(VORLIEGENDER TEXTAUSZUG)
***

Verzierungen sind zu unterscheiden von harmonisch-melodisch motivierten Tonhöhenänderungen wie dem Vorhalt.

Geschichte

Verzierungen dienen in der Musik - wie in anderen Künsten auch - als Schmuck, belebendes Element oder sind ein Spiel mit Formen. Musikalische Verzierungen sind demnach in weiterem Sinne überall und immer dort zu finden, wo musiziert wird. Eine regelrechte Verzierungskultur und Verzierungskunst entwickelte sich jedoch erst seit dem 16./17. Jahrhundert - naturgemäß immer in der Nähe zum Hofe, dem Ort, wo Prunk, Schmuck, pompöse Feste zu Hause waren und zu dessen ständigem Begleiter die Musik gehörte.

So finden sich Verzierungen, von denen es beinahe unübersehbare Mengen verschiedener regionaler Ausprägungen gibt, weniger in geistlichen Werken, als vielmehr etwa in der Kammermusik, in (Solo-)Konzerten, eben jener Musik, die am oder für den Hof gemacht wurde.

Besonders im 18. Jahrhundert, im Zeitalter der Aufklärung, der Blütezeit der Künste und der geistreichen Konversation, war die Verzierung durchaus ein Aperçu auf musikalischer Ebene. Frankreich als zu jener Zeit kulturell stilprägende Nation wartete mit dem größten und am feinsten ausgearbeiteten Fundus an Verzierungen auf, während im gleichfalls europaweit vorbildgebenden Italien die Verzierungen stark durch Improvisation geprägt waren.

Eine Theorie besagt, dass sich auf dem Cembalo verschiedene Arten von Trillern zusammen mit anderen Spielweisen entwickelten, um den Mangel des rasch verklingenden Tons auszugleichen. Seit Ende des 17. Jahrhunderts werden manche Verzierungen wie zum Beispiel Triller auch als Manieren bezeichnet. Carl Philipp Emanuel Bach widmet diesen in seinem Versuch über die wahre Art das Clavier zu spielen ein umfassendes Kapitel.

***

(GESAMMELTE DATEN)
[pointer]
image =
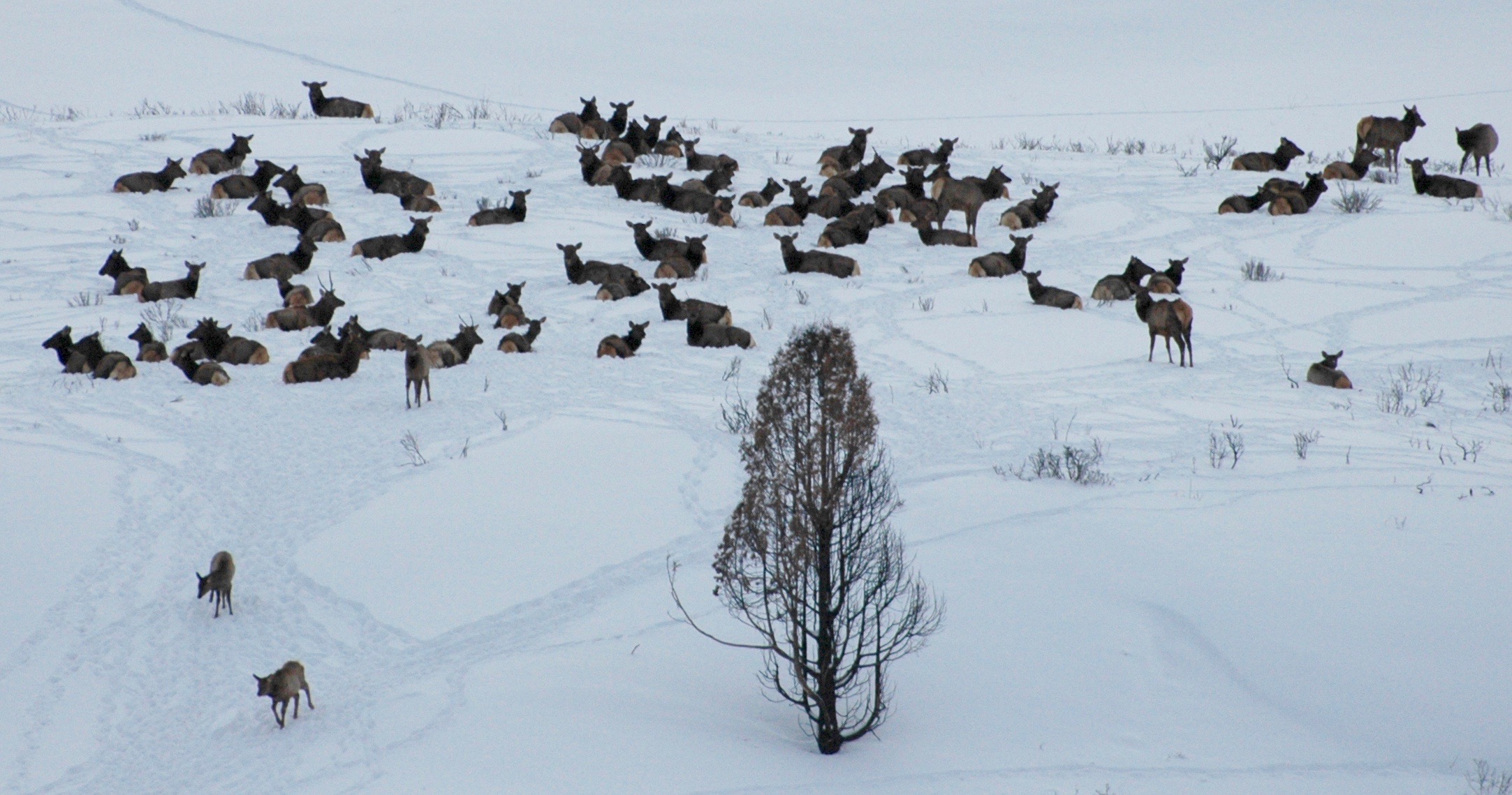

***

(ZU LÖSENDE AUFGABEN)
**1)** Überarbeite im Text über musikalische Verzierungen den Abschnitt, der mit den Worten „Verzierungen dienen in“ beginnt und mit „Hof gemacht wurde.“ endet. Schreib ihn neu und setze dabei „Orchestermusik“ an die Stelle von „Kammermusik“.
**2)** Beantworte anhand des Textes über musikalische Verzierungen diese Fragen:
(a) Seit welcher Zeit entwickelte sich eine regelrechte Verzierungskultur?
(b) Welches Land hatte den größten und am feinsten ausgearbeiteten Fundus an Verzierungen?
(c) Wie werden manche Verzierungen wie Triller seit Ende des 17. Jahrhunderts auch bezeichnet?
**3)** Schreib den Text über musikalische Verzierungen im Anschluss an seinen letzten Satz weiter.

(ANTWORTEN JE AUFGABE)
**1)**
Verzierungen dienen in der Musik - wie in anderen Künsten auch - als Schmuck, belebendes Element oder sind ein Spiel mit Formen. Musikalische Verzierungen sind demnach in weiterem Sinne überall und immer dort zu finden, wo musiziert wird. Eine regelrechte Verzierungskultur und Verzierungskunst entwickelte sich jedoch erst seit dem 16./17. Jahrhundert - naturgemäß immer in der Nähe zum Hofe, dem Ort, wo Prunk, Schmuck, pompöse Feste zu Hause waren und zu dessen ständigem Begleiter die Musik gehörte.

So finden sich Verzierungen, von denen es beinahe unübersehbare Mengen verschiedener regionaler Ausprägungen gibt, weniger in geistlichen Werken, als vielmehr etwa in der Orchestermusik, in (Solo-)Konzerten, eben jener Musik, die am oder für den Hof gemacht wurde.

**2)**
(a) Seit dem 16./17. Jahrhundert.
(b) Frankreich.
(c) Als Manieren.

**3)**
Ab der Wiener Klassik wurde die improvisatorische Verzierung des Notentextes durch den Interpreten immer bedeutungsloser, da Komponisten ihre Vorstellungen immer exakter notierten.

Im 20. Jahrhundert sind vor allem aus der afroamerikanischen Musik (Jazz, Spiritual, Gospel, Rhythm 'n' Blues, Blues, Rock) viele neue Varianten und vor allem rhythmische Neuerungen entstanden, die sich bisher kaum in der Notation niedergeschlagen haben.

Arten von Verzierungen

Langer Vorschlag

Ein langer Vorschlag (Appoggiatura) bringt zuerst den Ton der notierten Vorschlagnote, dann den Hauptton, beide verhältnismäßig gleich lang. Der Hauptton fängt um die Dauer des Vorschlags verzögert an.

Notation Ausführung
   

Ein langer Vorschlag hat meistens die Funktion eines Vorhalts.

Kurzer Vorschlag

Ein kurzer Vorschlag (Acciaccatura) wird als kleine, am Hals durchgestrichene Note vor der normal großen Hauptnote notiert. Der Hauptton fängt um die Dauer des Vorschlags verzögert an.

Notation Ausführung
   

Ein mögliches Stilmittel in der Klavierspieltechnik ist, beide Noten gleichzeitig anzuschlagen. Dann muss die Vorschlagnote aber zuerst beendet werden.

Doppelvorschlag

Der Doppelvorschlag besteht in zwei kurzen Vorschlagnoten nacheinander.

Schleifer

Der Schleifer besteht in drei oder mehr kurzen Vorschlagnoten.

Tremolo

Eine weitere Möglichkeit der Verzierung ist die rasche Wiederholung eines Tons (Tremolo).

  • Das Streichertremolo wurde im 17. Jahrhundert entwickelt.
  • Der bei Schlaginstrumenten wie der Pauke übliche Wirbel kann z. B. auch auf Xylophon und Klavier angewendet werden.
  • Bedeutend ist die Tonrepetition auch für die Spielweise der Balalaika.
  • Im Gesang des 17. Jahrhunderts (vor allem in Italien) waren ebenfalls Tonrepetitionen zu Verzierungszwecken üblich.
  • Bei Blasinstrumenten heißen Tonrepititionen auch Flatterzunge, abgekürzt „Flz.“
  • Oft werden Tonrepetitionen in Ermangelung eines eindeutigen Abkürzungszeichens exakt notiert.

Aus harmonischer und melodischer Sicht sind Tonrepetitonen keine Verzierung und entsprechen Haltetönen bzw. dem Orgelpunkt.

Der Triller besteht aus der eigentliche Note und seiner benachbarten Note, die in raschem Wechsel erklingen. Er beginnt vor 1800 auf dem oberen Nebenton, danach auf dem Hauptton.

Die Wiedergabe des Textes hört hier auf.